Problem statement.
Pick out every line in the records below that contains the word "Provide", with matching case, and copy each of those lines.
━━━━━━━━━━━━━━━━━━━━
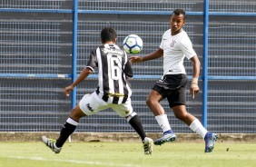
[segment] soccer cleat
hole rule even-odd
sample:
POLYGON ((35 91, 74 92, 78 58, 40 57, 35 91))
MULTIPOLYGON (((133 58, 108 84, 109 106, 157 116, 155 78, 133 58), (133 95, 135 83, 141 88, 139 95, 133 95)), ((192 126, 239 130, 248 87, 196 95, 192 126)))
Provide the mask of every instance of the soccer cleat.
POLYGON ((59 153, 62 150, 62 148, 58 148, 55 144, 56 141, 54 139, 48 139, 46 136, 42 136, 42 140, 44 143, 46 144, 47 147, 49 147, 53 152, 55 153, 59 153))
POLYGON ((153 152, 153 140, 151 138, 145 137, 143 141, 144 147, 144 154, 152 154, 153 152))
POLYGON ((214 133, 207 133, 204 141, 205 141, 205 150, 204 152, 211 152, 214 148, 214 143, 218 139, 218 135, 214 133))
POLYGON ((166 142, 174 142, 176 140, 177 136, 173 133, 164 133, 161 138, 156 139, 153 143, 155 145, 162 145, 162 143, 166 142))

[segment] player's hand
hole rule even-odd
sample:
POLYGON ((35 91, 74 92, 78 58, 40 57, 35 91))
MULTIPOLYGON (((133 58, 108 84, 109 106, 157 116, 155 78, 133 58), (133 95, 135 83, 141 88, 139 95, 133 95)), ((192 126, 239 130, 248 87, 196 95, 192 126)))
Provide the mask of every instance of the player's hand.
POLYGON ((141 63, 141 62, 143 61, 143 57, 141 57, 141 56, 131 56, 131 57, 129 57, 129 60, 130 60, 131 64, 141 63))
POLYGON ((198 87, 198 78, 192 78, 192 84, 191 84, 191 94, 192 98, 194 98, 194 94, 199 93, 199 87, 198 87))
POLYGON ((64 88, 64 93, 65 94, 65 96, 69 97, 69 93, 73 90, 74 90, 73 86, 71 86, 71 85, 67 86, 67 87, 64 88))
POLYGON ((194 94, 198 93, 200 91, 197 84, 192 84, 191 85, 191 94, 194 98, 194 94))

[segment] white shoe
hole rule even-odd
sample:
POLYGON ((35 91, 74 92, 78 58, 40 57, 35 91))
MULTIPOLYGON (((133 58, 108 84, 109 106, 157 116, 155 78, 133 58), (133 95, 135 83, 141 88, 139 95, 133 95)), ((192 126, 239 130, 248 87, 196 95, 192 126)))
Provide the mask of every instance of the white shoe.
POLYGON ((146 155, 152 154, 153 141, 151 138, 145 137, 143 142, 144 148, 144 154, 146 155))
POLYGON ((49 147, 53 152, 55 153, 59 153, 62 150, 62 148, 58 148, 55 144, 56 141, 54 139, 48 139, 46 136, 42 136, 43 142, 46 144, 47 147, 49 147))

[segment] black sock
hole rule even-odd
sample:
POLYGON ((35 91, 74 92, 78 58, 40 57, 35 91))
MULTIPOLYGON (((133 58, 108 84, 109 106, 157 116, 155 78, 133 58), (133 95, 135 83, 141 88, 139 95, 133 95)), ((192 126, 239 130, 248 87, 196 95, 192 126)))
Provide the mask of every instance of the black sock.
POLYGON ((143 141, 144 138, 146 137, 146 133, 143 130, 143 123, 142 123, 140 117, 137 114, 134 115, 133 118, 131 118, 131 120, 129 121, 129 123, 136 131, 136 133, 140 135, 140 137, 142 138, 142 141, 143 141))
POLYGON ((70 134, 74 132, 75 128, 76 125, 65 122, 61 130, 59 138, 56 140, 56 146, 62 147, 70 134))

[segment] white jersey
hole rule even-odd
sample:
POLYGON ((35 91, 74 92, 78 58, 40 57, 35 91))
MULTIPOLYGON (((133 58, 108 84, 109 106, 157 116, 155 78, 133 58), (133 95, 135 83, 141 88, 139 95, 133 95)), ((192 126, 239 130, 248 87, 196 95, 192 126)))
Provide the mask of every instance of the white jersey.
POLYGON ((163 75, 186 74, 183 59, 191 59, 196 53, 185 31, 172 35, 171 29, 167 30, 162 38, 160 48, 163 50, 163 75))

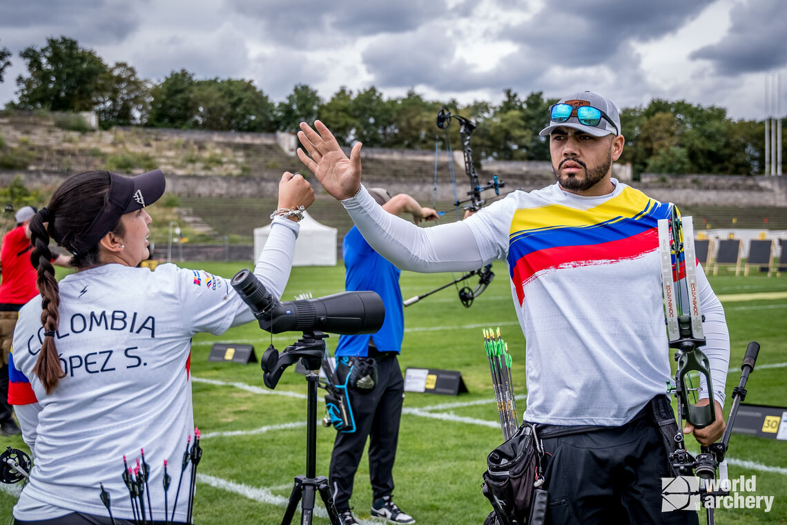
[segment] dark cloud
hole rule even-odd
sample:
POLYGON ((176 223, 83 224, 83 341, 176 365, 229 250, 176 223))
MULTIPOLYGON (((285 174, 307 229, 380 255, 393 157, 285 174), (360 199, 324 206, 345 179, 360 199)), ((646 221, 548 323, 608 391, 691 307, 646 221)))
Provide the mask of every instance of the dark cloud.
━━━━━━━━━━━━━━━━━━━━
Answer to this problem.
Provide the mask of every instance of the soccer cleat.
Provide the mask of every instance of the player's hand.
Provide the mask of every instance of the white shoe.
Provide the mask of every instance of the black sock.
Provide the mask of every instance of the white jersey.
Provide the mask of every instance of the dark cloud.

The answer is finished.